# Problems to solve:
A. From the blog post on one-tailed tests, duplicate the stretch from "I need some" through "Is it correct?".
B. The blog post on one-tailed tests includes a reader's message beginning "I need some advice and thought you may be able to help" and ending "Is it correct?". List every number that appears in that message.

One-tailed tests

A discussion of using one-tailed tests
Statistics
One-tailed tests
Author
Published

July 19, 2012

I’ve been thinking about writing a blog on one-tailed tests for a while. The reason is that one of the changes I’m making in my re-write of DSUS4 is to alter the way I talk about one-tailed tests. You might wonder why I would want to alter something like that – surely if it was good enough for the third edition then it’s good enough for the fourth? Textbook writing is quite an interesting process because when I wrote the first edition, I was very much younger, and to some extent the content was driven by what I saw in other textbooks. Even as the book has evolved over certain editions, the publishers will get feedback from lecturers who use the book, I get emails from people who use the book, and so, again, content gets driven a bit by what people who use the book want and expect to see. People expect to learn about one-tailed tests in an introductory statistics book and I haven’t wanted to disappoint them. However, as you get older you also get more confident about having an opinion on things. So, although I have happily entertained one-tailed tests in the past, in more recent years I have felt that they are one of the worse aspects of hypothesis testing that should probably be discouraged.

Yesterday I got the following question landing in my inbox, which was the perfect motivator to write this blog and explain why I’m trying to deal with one-tailed tests very differently in the new edition of DSUS:

I need some advice and thought you may be able to help. I have a one-tailed hypothesis, ego depletion will increase response times on a Stroop task. The data is parametric and I am using a related T-Test. Before depletion the Stroop performance mean is 70.66 (12.36). After depletion the Stroop performance mean is 61.95 (10.36). The t-test is, t(138) = 2.07, p = .02 (one-tailed). Although the t-test comes out significant, it goes against what I have hypothesised. That Stroop performance decreased rather than increased after depletion. So it goes in the other direction. How do I acknowledge this in a report? I have done this so far. Is it correct?

“Although the graph suggests there was a decrease in Stroop performance times after ego-depletion. Before ego-depletion (M = 0.66, SD = 12.36) after ego-depletion (M = 61.95, SD = 10.36), a t-test showed there was a significance between Stroop performance phase one and two t(138) = 10.94, p <.001 (one-tailed).”

This question illustrates perfectly the confusion people have about one-tailed tests. The author quite rightly wants to acknowledge that the effect was in the opposite direction, but quite wrongly still wants to report the effect … and why not, effects in the opposite direction and interesting and intriguing and any good scientists wants to explain interesting findings.

# Information supplied:
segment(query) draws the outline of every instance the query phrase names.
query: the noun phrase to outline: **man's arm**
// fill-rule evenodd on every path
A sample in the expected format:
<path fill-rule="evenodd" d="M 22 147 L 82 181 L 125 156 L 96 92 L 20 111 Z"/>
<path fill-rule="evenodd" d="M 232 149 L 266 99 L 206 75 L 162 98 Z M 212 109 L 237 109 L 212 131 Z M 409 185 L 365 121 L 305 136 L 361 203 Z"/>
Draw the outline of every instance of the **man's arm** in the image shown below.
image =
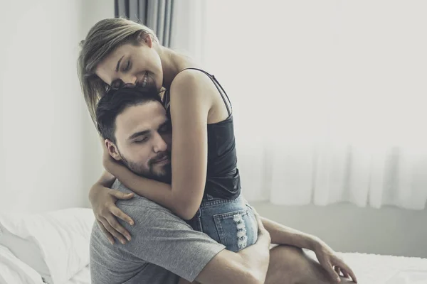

# Response list:
A.
I need some advice and thought you may be able to help. I have a one-tailed hypothesis, ego depletion will increase response times on a Stroop task. The data is parametric and I am using a related T-Test. Before depletion the Stroop performance mean is 70.66 (12.36). After depletion the Stroop performance mean is 61.95 (10.36). The t-test is, t(138) = 2.07, p = .02 (one-tailed). Although the t-test comes out significant, it goes against what I have hypothesised. That Stroop performance decreased rather than increased after depletion. So it goes in the other direction. How do I acknowledge this in a report? I have done this so far. Is it correct?

B.
70.66
12.36
61.95
10.36
138
2.07
.02